__What is needed__: From the first line of the entries below, reproduce everything exactly through the line with "ask: trace the outline of every instance of the andalusian", and nothing more.

__Exercise inputs__:
<<<<

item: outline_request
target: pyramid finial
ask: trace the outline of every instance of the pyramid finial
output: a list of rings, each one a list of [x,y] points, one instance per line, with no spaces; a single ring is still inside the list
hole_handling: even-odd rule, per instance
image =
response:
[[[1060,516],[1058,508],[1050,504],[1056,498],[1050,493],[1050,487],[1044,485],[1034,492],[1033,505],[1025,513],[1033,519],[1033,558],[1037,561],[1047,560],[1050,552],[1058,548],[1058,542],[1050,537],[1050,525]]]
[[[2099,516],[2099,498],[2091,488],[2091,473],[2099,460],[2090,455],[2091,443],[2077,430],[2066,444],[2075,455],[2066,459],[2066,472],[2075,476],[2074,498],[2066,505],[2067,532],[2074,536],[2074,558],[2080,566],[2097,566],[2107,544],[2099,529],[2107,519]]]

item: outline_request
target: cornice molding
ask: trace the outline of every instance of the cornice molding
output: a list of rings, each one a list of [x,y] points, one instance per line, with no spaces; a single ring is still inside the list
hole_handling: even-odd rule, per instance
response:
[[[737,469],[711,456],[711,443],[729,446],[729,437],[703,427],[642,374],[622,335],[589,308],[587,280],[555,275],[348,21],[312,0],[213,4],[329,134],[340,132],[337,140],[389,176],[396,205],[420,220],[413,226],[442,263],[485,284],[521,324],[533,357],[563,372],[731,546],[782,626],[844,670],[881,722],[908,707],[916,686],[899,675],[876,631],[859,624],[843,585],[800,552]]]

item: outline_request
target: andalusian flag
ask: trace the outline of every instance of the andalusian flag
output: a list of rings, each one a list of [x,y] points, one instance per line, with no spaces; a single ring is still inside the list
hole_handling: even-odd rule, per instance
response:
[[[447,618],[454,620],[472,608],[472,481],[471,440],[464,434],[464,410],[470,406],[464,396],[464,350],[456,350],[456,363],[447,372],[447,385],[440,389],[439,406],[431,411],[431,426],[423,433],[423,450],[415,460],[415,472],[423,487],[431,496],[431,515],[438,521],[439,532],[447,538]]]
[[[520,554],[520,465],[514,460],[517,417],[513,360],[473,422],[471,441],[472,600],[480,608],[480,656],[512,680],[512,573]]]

>>>>

__Reply to the task__:
item: outline_request
target: pyramid finial
ask: trace the outline of every instance of the pyramid finial
output: a list of rings, each one a list of [x,y] points, one instance per line, with no spaces; a single ring is still inside the list
hole_handling: even-odd rule, per instance
image =
response:
[[[1060,516],[1058,508],[1050,504],[1056,498],[1050,493],[1050,487],[1044,485],[1034,492],[1033,505],[1025,513],[1033,519],[1033,558],[1037,561],[1047,560],[1050,552],[1058,548],[1058,542],[1050,537],[1050,525]]]
[[[2099,516],[2099,498],[2091,488],[2091,473],[2099,460],[2090,455],[2091,443],[2077,430],[2066,444],[2075,455],[2066,459],[2066,472],[2075,476],[2074,498],[2066,505],[2067,532],[2074,536],[2074,558],[2080,566],[2097,566],[2107,544],[2099,529],[2107,519]]]

item: outline_request
target: cornice molding
ask: trace the outline of every instance of the cornice molding
output: a list of rings, each one a list of [x,y] points, one instance per line, with no spaces; a single ring is still inside the list
hole_handling: even-odd rule, per instance
response:
[[[737,469],[711,456],[711,443],[729,446],[729,437],[703,427],[642,374],[622,335],[589,308],[587,280],[555,275],[348,21],[312,0],[213,4],[329,134],[340,132],[337,140],[389,176],[396,205],[420,220],[413,226],[442,263],[485,284],[521,324],[533,357],[563,372],[731,546],[782,626],[844,670],[881,722],[908,707],[916,686],[899,675],[876,631],[859,624],[843,585],[800,552]]]

item: outline_request
target: andalusian flag
ask: trace the outline of every instance of the andalusian flag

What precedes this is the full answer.